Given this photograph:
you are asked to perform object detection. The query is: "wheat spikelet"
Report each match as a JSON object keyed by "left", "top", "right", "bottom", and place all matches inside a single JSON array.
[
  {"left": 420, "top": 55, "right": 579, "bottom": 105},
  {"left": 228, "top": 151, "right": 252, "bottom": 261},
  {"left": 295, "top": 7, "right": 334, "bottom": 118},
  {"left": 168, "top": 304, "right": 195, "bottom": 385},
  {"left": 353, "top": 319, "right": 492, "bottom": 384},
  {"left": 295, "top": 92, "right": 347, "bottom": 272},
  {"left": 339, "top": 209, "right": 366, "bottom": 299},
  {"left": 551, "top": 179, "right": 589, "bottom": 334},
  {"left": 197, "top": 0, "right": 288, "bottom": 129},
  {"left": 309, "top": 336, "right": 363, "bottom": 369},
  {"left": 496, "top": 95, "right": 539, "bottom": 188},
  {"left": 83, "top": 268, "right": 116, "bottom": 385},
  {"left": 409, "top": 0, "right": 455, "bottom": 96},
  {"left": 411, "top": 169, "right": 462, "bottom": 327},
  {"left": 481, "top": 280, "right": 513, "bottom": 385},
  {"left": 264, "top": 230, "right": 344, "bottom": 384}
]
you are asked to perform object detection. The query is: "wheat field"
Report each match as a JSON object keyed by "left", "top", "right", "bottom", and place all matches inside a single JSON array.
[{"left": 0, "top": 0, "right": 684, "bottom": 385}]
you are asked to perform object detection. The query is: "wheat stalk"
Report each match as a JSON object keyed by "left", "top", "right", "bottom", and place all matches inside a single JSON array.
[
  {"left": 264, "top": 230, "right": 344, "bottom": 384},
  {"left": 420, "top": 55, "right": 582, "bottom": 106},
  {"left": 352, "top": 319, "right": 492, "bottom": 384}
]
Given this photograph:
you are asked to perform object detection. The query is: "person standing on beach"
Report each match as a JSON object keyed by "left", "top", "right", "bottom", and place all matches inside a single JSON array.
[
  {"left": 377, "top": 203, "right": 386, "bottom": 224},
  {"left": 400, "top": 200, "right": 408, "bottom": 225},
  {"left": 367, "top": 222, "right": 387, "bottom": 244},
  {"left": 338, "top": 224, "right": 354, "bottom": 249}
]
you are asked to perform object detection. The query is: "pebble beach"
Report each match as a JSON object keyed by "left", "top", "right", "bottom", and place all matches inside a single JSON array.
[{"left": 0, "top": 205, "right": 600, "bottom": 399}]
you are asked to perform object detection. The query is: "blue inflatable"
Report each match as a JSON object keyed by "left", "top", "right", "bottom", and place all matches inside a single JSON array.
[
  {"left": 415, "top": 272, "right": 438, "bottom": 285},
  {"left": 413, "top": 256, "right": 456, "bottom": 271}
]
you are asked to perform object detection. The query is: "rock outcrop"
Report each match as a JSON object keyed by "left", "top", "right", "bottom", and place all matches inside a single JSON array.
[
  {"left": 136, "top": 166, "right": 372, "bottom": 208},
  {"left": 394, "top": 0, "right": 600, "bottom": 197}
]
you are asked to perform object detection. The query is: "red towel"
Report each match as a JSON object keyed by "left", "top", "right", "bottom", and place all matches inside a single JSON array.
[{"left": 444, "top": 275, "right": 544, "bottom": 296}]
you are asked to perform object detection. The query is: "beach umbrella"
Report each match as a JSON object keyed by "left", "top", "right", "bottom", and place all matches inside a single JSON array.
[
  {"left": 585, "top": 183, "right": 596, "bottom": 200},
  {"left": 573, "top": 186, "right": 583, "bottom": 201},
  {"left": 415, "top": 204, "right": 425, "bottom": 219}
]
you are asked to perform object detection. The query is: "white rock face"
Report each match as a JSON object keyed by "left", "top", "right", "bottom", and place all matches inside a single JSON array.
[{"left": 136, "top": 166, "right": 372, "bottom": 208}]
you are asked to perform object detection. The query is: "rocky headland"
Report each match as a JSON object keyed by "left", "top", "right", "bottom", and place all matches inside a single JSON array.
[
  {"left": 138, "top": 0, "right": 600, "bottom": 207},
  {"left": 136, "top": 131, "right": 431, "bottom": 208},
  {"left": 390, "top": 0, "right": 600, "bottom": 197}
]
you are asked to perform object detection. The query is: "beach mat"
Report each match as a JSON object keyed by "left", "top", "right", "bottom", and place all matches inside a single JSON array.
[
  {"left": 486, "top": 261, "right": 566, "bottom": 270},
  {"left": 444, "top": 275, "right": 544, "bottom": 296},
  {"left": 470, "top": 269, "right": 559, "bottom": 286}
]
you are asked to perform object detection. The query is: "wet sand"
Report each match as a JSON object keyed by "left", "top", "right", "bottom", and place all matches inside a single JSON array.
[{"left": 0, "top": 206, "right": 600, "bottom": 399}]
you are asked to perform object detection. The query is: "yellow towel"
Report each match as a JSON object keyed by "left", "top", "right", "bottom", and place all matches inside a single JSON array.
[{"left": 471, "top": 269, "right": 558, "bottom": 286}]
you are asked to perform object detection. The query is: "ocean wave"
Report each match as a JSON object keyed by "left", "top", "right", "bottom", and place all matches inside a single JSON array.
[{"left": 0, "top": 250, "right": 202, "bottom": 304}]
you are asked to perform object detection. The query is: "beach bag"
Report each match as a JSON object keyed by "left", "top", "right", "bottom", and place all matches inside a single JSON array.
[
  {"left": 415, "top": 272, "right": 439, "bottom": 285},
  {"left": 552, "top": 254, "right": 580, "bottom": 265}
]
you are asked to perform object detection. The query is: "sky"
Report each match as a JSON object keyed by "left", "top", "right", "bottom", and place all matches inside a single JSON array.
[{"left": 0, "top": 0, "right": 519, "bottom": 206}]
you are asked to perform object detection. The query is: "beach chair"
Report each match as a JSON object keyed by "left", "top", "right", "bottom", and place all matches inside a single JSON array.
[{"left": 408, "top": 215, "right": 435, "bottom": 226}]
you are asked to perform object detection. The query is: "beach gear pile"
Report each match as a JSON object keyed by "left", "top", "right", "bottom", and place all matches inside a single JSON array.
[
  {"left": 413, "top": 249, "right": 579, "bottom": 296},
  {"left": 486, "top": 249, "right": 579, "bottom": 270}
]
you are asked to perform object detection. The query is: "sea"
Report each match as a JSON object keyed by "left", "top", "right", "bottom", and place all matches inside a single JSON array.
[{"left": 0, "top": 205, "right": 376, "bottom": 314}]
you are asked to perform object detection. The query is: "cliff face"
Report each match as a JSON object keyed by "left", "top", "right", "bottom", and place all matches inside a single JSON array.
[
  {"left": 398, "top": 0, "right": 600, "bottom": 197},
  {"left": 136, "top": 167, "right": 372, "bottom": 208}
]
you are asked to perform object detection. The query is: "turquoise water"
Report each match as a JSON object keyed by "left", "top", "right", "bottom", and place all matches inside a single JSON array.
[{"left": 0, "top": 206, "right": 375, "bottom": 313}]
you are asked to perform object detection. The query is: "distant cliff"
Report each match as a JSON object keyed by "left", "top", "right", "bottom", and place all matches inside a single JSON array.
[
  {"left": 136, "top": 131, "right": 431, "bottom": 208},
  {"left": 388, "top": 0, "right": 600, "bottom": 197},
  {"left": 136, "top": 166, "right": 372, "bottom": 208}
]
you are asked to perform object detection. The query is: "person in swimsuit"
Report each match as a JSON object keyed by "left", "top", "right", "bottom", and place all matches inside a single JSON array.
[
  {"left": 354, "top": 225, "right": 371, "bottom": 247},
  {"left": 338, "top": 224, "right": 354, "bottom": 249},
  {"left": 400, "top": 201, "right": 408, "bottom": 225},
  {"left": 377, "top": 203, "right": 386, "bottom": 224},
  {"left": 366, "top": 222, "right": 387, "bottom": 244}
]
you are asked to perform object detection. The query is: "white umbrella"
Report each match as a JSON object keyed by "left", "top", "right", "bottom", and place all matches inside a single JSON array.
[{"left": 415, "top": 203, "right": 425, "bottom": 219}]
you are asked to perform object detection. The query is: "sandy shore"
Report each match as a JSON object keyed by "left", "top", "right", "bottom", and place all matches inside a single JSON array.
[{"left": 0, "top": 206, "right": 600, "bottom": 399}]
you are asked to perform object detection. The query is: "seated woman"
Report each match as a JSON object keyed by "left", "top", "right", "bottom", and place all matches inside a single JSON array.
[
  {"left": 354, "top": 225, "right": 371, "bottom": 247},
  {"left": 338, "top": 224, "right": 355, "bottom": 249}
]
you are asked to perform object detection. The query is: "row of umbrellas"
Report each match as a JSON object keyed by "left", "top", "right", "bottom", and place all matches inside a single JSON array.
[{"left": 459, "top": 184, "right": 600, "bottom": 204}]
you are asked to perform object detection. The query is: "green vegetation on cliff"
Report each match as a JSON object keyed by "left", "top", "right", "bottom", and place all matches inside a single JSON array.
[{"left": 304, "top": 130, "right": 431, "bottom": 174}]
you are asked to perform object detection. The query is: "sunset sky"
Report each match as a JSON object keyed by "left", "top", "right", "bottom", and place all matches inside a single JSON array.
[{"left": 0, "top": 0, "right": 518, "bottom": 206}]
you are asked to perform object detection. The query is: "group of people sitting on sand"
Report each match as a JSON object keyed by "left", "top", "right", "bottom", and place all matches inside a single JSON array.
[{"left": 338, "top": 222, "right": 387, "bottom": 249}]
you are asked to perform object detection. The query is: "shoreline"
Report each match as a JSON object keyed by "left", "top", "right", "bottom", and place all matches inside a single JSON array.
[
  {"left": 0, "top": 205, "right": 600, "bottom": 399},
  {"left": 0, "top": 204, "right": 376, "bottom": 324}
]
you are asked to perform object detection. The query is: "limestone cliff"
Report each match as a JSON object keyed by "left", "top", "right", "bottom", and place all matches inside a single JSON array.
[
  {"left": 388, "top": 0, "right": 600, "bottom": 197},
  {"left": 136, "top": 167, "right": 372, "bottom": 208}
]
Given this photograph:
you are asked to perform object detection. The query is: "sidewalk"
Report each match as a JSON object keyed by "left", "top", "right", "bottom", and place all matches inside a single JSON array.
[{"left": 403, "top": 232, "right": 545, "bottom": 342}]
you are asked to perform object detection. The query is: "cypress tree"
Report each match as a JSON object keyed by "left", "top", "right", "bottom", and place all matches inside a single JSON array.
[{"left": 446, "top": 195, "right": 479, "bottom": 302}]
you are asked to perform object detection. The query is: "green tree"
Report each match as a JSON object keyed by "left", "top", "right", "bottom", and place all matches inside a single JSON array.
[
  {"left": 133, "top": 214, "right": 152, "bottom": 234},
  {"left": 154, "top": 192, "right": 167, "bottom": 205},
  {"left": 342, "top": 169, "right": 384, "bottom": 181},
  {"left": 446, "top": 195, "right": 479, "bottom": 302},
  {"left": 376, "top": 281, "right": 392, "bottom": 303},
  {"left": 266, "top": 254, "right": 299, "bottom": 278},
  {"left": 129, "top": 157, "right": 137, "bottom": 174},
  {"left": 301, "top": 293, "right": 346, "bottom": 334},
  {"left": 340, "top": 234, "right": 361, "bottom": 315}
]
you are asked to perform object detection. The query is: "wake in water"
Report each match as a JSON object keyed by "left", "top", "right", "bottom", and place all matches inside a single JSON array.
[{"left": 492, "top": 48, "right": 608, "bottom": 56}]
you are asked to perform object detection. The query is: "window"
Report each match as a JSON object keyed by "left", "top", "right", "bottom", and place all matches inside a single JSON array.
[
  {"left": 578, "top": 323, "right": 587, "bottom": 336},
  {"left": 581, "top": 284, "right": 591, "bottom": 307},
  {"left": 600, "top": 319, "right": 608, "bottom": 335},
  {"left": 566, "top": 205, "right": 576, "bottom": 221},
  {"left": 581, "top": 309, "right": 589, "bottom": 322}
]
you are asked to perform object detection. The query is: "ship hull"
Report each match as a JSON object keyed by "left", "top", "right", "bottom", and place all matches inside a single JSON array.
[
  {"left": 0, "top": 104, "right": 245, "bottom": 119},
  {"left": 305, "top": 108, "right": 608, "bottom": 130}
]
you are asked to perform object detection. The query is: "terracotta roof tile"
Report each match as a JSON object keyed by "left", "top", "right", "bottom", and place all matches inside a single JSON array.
+ + + + + + +
WHAT IS ASKED: Show every line of the records above that contains the string "towel", paying attention to case.

FINAL RESULT:
you are asked to perform object detection. The query is: "red towel"
you are asked to perform object detection. The query is: "yellow towel"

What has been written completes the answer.